## WORK REQUEST
Using the entries below, output each line exactly from the first through the one that contains "Target: green foliage".

(Referring expression pointing data)
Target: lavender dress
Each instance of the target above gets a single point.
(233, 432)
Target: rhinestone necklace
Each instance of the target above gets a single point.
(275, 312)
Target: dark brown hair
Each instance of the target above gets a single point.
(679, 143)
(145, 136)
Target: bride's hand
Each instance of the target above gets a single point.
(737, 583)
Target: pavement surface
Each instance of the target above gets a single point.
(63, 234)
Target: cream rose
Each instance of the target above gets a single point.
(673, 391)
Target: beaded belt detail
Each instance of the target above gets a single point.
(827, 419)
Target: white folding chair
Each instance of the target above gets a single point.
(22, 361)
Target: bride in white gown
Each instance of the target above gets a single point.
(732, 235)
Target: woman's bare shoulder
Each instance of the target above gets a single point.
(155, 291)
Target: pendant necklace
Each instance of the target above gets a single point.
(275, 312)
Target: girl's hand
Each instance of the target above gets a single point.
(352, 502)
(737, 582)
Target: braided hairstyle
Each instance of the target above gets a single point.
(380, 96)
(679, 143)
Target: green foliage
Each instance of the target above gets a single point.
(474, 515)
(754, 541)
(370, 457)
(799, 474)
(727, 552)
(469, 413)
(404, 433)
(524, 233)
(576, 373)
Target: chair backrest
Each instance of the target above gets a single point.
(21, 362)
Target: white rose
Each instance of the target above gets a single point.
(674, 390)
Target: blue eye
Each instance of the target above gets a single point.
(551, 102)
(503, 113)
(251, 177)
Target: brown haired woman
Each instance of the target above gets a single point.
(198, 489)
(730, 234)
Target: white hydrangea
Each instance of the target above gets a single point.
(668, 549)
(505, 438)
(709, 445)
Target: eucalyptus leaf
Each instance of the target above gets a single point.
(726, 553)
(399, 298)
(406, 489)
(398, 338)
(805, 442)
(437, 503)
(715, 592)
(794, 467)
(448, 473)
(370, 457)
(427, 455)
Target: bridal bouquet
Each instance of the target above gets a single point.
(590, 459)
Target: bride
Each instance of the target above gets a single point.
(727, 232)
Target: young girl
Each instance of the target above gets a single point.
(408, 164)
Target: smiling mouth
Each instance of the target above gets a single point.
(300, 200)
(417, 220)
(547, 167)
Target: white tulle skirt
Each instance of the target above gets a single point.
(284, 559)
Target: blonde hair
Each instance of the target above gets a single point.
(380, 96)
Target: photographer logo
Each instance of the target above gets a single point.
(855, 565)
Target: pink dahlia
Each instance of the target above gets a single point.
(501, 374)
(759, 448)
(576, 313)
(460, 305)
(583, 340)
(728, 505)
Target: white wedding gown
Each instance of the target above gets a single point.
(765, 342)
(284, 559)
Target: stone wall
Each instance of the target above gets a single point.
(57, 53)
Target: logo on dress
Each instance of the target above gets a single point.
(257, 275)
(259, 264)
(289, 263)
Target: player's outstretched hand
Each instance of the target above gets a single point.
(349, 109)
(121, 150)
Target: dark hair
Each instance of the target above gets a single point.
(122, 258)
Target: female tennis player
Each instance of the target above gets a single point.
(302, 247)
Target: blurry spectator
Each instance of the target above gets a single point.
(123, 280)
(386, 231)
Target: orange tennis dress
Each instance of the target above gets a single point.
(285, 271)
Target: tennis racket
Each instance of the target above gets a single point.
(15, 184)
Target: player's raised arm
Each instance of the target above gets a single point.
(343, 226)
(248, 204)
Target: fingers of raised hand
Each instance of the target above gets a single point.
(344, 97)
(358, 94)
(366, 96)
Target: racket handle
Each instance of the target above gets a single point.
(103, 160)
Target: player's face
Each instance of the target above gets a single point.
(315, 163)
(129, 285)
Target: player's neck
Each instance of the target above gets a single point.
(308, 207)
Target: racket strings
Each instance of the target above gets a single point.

## OUTPUT FOR THIS TASK
Target: lavender dress
Each instance of the target above gets a single point.
(233, 432)
Target: rhinestone necklace
Each instance of the target above gets a single point.
(275, 312)
Target: dark brown hair
Each instance of the target above gets a single point.
(679, 143)
(145, 136)
Target: bride's hand
Each instance of the target above gets a single point.
(737, 583)
Target: pavement surface
Each instance of the target above gets a single point.
(63, 234)
Target: cream rose
Each instance of the target above gets a single point.
(673, 391)
Target: beaded belt detail
Each instance of the target above gets a single point.
(827, 419)
Target: white folding chair
Each instance of the target above gets a single point.
(22, 361)
Target: bride in white gown
Each instance of the target above gets a single point.
(732, 235)
Target: woman's bare shoulder
Each instance of the target above gets a single point.
(155, 291)
Target: pendant necklace
Each instance of the target above gets a single point.
(275, 312)
Target: girl's hand
Each instance of the target above gets a single point.
(352, 502)
(737, 582)
Target: braided hairstyle
Each instance of the target above gets a single point.
(380, 96)
(679, 143)
Target: green foliage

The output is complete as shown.